> [Request]
Copy the material character for character, from its first line through the line with "(1276, 773)", including both of those lines. Stop there.

> [Source data]
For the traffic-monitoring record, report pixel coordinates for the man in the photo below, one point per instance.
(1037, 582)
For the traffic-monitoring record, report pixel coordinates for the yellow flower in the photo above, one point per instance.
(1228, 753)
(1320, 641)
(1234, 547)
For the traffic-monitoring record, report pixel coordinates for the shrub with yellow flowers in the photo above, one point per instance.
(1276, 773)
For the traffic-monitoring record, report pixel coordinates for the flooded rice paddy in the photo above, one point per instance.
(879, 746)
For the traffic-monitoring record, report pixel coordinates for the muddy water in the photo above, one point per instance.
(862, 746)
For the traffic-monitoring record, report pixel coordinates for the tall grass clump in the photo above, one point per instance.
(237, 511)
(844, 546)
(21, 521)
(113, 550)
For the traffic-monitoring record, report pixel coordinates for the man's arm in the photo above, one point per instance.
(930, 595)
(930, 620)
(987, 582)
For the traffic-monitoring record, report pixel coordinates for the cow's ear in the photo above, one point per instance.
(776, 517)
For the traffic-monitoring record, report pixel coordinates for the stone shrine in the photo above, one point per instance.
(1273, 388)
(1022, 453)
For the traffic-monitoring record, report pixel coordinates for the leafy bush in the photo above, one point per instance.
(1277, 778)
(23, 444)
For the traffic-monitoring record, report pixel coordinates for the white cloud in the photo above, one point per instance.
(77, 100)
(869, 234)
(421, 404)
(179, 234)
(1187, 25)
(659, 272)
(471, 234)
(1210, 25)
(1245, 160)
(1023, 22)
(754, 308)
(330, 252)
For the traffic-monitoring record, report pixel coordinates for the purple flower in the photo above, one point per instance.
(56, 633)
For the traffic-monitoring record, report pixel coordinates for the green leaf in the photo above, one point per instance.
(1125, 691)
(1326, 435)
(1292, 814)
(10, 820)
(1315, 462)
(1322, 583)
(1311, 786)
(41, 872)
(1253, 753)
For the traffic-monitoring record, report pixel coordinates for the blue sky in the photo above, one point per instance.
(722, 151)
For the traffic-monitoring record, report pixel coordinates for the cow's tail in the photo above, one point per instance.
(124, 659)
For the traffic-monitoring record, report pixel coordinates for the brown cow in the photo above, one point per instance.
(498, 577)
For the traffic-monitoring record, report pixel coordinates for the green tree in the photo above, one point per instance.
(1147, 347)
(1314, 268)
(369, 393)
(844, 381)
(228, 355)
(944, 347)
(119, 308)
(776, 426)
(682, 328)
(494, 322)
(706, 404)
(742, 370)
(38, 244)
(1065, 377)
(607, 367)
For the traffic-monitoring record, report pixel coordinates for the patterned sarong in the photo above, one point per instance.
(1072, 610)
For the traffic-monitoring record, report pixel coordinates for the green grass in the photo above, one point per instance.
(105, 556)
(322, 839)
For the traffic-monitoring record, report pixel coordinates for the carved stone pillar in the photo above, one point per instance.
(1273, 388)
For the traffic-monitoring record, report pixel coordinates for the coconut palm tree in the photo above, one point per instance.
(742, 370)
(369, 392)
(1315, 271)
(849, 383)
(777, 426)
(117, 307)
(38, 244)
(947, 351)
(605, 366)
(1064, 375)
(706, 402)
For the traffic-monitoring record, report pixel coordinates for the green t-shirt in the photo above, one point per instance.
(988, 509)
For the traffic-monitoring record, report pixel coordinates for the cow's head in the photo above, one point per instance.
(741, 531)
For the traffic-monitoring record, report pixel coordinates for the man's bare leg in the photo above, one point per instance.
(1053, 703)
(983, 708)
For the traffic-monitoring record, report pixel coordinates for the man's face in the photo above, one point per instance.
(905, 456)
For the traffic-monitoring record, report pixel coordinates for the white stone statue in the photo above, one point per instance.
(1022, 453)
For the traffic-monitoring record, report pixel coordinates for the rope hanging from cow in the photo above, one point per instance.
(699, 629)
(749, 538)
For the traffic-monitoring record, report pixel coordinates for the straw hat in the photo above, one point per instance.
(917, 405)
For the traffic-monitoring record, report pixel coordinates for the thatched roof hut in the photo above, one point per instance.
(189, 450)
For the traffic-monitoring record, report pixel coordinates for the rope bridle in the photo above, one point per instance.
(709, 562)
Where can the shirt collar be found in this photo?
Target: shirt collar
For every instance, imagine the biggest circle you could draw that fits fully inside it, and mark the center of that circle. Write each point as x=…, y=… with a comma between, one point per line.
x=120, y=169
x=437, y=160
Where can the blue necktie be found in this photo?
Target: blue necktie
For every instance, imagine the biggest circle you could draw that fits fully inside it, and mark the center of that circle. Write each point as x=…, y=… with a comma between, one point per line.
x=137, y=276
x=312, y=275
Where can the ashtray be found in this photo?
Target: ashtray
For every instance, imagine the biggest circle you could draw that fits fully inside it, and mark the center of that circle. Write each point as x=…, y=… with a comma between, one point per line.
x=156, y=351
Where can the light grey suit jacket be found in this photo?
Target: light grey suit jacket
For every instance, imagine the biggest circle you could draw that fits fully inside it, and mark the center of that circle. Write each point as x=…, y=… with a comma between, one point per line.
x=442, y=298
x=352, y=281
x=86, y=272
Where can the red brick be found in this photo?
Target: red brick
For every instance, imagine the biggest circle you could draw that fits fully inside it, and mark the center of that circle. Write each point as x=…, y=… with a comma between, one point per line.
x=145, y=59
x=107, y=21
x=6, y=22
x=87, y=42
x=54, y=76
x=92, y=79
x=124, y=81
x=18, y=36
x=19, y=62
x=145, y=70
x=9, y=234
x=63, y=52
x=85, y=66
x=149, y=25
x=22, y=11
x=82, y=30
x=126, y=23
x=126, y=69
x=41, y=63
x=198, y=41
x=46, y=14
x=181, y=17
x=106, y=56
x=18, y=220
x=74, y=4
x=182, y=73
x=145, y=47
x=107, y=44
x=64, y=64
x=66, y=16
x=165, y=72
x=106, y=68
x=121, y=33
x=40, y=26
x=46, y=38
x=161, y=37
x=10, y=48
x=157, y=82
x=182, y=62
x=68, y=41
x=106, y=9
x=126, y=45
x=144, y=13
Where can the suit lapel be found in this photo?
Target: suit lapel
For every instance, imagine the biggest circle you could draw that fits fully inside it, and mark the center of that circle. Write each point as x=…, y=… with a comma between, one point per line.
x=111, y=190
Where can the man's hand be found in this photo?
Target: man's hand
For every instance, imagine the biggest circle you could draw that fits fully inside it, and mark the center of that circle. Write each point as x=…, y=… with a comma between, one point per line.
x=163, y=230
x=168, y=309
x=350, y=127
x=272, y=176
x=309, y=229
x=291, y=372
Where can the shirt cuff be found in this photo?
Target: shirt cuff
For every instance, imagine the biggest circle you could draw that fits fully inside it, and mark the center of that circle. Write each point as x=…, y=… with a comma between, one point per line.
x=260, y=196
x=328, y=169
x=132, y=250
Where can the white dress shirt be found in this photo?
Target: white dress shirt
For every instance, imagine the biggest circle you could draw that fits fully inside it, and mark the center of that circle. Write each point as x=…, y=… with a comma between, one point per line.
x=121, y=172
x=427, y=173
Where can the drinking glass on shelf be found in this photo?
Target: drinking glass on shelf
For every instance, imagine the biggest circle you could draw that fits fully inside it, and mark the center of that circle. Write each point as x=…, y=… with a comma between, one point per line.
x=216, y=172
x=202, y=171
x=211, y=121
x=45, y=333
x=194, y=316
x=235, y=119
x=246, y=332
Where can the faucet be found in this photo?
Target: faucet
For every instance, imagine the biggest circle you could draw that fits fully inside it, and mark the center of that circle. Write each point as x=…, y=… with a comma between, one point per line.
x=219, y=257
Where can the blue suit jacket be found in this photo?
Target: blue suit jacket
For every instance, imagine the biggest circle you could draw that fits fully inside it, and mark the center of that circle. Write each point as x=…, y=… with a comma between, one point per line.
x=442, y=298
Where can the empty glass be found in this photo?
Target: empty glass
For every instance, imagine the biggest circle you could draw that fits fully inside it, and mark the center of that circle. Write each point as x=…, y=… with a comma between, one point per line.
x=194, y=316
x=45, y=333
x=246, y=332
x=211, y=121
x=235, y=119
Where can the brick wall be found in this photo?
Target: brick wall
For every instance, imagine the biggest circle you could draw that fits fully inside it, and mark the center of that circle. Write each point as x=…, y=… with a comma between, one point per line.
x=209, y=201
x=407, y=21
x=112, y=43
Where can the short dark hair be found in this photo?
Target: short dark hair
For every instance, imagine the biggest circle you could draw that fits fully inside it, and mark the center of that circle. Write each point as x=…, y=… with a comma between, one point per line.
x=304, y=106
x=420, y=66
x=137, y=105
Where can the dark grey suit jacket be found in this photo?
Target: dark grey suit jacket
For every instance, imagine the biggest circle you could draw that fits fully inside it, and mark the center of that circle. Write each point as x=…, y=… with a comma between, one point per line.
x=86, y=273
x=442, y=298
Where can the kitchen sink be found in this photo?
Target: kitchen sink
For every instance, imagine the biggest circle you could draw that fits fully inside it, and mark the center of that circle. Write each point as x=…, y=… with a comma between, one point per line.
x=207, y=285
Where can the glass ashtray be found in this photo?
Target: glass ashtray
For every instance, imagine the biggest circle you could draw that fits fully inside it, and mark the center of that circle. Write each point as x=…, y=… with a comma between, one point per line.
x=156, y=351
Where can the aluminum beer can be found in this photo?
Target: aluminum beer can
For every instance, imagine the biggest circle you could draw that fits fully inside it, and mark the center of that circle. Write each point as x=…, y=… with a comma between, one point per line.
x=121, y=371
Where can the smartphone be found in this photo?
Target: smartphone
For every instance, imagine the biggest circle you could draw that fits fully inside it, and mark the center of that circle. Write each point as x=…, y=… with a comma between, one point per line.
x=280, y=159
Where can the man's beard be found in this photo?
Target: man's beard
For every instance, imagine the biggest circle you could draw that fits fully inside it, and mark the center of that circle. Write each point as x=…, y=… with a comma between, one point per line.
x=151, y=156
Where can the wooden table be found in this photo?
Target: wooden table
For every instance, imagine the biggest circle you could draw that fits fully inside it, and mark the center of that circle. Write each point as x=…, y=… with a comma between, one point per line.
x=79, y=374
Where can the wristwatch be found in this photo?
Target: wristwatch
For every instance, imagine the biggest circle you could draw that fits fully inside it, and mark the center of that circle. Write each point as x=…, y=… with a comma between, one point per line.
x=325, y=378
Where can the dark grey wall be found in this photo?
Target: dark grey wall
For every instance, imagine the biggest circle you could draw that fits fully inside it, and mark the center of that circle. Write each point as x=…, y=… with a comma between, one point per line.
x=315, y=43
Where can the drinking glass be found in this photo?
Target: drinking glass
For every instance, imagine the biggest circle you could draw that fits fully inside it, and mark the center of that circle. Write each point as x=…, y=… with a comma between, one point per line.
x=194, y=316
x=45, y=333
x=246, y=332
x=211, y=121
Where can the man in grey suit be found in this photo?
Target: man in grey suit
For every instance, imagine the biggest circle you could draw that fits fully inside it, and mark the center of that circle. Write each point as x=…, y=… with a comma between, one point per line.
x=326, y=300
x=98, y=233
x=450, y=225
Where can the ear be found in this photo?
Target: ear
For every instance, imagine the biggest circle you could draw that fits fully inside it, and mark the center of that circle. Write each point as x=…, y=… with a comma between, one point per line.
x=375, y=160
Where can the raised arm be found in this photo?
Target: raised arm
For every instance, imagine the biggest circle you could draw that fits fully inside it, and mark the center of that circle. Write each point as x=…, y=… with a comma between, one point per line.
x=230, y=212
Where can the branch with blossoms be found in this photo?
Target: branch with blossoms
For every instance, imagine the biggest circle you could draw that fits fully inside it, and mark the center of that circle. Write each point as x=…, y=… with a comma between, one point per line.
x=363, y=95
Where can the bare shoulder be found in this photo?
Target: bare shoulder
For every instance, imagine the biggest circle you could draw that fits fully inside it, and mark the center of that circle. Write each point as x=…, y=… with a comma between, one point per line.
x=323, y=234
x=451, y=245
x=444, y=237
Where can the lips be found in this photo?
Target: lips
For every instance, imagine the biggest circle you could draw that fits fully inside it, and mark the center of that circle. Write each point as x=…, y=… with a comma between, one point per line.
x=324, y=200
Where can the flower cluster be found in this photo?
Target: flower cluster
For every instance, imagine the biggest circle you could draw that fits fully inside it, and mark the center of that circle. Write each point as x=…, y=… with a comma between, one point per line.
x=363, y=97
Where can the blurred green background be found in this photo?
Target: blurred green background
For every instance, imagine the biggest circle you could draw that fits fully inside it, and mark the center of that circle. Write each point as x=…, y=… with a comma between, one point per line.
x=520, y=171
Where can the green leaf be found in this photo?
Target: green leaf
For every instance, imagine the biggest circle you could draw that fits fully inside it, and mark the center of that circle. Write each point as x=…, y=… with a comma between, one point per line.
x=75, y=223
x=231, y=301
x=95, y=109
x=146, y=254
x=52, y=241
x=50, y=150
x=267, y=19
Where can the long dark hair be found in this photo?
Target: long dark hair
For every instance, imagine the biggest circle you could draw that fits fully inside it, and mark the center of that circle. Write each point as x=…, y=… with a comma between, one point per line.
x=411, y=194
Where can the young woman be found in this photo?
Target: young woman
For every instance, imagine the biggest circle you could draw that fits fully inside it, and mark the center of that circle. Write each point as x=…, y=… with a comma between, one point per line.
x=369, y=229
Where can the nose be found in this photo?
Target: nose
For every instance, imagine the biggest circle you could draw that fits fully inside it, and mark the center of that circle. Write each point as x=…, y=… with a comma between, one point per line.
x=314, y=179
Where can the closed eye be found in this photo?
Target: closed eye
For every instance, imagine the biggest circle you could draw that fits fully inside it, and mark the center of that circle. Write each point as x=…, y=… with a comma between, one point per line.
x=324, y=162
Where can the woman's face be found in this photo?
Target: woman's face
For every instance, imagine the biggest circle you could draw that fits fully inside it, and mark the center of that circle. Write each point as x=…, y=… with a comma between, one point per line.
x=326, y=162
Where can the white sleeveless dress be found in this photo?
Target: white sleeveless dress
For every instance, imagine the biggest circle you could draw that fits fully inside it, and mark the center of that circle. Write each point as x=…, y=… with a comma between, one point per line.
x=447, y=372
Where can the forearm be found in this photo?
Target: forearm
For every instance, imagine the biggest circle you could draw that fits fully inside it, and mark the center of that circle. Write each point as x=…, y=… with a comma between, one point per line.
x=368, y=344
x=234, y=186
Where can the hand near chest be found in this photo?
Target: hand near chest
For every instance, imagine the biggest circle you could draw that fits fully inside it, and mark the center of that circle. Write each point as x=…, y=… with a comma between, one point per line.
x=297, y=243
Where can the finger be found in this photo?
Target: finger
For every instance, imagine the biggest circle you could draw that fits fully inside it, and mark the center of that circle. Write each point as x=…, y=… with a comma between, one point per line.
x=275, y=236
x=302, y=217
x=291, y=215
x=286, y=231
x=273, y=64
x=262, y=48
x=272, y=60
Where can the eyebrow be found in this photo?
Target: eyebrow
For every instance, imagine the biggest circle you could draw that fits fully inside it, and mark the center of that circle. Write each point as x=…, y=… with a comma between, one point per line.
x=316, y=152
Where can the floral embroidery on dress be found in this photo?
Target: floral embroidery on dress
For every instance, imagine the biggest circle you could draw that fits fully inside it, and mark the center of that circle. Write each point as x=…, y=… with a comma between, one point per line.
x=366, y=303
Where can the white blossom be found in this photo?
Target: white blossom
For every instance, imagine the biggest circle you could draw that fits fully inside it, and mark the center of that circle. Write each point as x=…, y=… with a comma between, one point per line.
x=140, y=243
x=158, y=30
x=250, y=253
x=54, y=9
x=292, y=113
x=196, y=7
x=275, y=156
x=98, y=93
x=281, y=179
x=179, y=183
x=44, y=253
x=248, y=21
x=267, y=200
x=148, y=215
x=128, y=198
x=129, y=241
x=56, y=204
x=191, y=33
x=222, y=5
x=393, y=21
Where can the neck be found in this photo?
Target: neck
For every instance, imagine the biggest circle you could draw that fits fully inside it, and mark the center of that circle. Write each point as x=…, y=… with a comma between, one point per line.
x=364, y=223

> [Solution for this problem]
For the traffic-monitoring record, report pixel coordinates for the man in the photo below, one point per instance.
(1037, 582)
For the traffic-monitoring record, report pixel coordinates for the yellow flower in the photo above, one point per instance.
(1228, 753)
(1320, 641)
(1234, 547)
For the traffic-monitoring record, report pixel coordinates for the shrub with yellow flowers in the photo above, one point per instance.
(1276, 773)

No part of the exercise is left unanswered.